> [Text section]

────────────────

Pearson correlation factors can go from 1 to -1, meaning that even our “best” correlations are actually the least terrible ones. Overall RUM metric correlation is quite poor and an indication that they only represent a small part of what constitutes the perceived performance of a page load.


There is a clear pattern of environmental properties having the worst correlation. Effective connection type, device memory, available CPU, page transfer size. This might suggest that users are aware of their device, network quality and page size (small vs big article in Wikipedia’s case) and adjust their expectations to those factors.

As for actual RUM metrics, it’s interesting to see that the top ones are not just the paint metrics, but also domInteractive. The reason they are so close to each other is probably that in Wikipedia’s case there are very close metrics in general, due to the absence of 3rd-party assets on our pages.

────────────────

> [Extracted records]

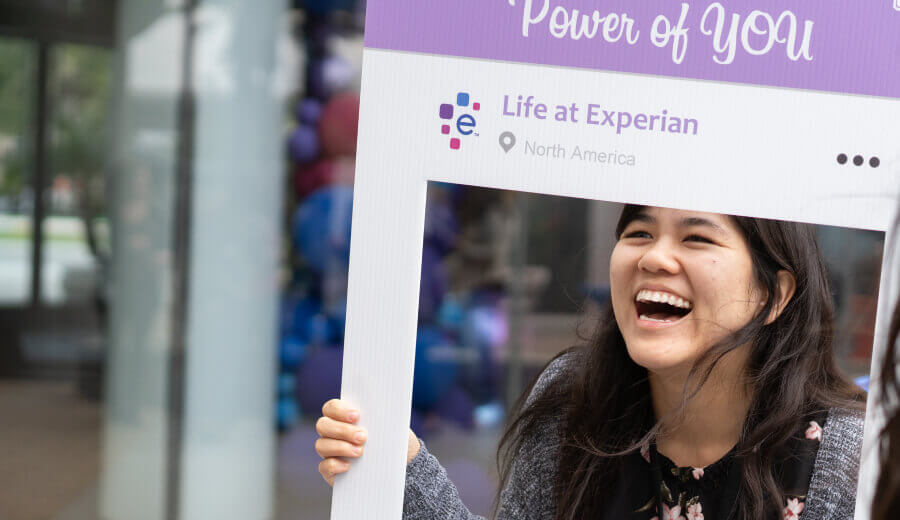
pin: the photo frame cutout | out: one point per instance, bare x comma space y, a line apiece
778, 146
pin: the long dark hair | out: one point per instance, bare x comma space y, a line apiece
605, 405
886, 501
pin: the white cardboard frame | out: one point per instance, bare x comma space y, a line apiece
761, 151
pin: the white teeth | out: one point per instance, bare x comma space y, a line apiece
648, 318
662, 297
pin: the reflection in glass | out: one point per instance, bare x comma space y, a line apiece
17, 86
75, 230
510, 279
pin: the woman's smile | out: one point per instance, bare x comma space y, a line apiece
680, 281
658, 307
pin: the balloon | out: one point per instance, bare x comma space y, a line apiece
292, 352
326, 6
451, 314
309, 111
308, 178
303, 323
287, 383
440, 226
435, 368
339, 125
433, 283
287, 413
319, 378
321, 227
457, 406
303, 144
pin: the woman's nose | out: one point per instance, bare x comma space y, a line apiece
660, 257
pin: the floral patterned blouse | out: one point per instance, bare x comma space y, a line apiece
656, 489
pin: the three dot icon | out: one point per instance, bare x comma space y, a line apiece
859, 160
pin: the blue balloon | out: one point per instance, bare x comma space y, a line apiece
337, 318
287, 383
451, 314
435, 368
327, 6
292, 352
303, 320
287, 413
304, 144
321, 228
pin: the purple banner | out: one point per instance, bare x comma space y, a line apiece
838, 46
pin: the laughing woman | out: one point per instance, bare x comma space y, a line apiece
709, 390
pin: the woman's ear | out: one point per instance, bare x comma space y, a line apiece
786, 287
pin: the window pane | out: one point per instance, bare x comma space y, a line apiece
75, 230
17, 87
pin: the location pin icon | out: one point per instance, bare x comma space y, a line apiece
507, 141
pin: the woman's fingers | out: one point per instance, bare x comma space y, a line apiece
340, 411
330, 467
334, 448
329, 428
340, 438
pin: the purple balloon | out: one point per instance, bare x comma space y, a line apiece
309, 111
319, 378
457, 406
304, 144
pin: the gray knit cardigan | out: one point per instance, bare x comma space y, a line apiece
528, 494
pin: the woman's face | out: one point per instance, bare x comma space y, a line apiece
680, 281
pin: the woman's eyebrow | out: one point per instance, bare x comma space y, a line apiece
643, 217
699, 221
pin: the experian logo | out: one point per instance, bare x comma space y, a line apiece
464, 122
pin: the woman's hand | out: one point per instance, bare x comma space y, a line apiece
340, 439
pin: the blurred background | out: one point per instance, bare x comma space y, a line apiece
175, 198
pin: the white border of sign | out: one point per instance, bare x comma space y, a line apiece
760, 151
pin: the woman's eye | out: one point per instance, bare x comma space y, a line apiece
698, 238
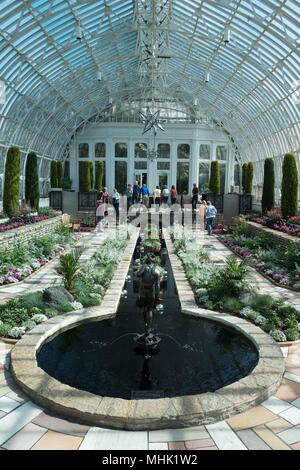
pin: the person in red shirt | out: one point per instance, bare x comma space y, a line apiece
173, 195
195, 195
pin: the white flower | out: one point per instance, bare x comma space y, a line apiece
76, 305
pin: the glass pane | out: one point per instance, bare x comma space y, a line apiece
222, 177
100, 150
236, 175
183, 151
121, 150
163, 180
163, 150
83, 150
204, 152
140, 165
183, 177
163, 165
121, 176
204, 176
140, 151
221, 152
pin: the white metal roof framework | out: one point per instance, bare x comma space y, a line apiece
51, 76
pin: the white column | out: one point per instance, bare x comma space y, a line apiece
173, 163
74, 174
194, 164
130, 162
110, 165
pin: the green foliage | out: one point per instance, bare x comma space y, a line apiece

────────────────

> [Requests]
1. In the passage on RUM metric correlation, change "expectations" to "standards" and give the part starting at "There is a clear" and ending at "to those factors.".
2. According to the passage on RUM metric correlation, why are the top RUM metrics probably so close to each other in Wikipedia's case?
3. List every environmental property that the passage on RUM metric correlation names as having the worst correlation.
The listing above is separate from the passage on RUM metric correlation.

> [Solutions to the exercise]
1.
There is a clear pattern of environmental properties having the worst correlation. Effective connection type, device memory, available CPU, page transfer size. This might suggest that users are aware of their device, network quality and page size (small vs big article in Wikipedia’s case) and adjust their standards to those factors.

2. Wikipedia's metrics are very close in general because its pages have no 3rd-party assets.

3. Effective connection type, device memory, available CPU, page transfer size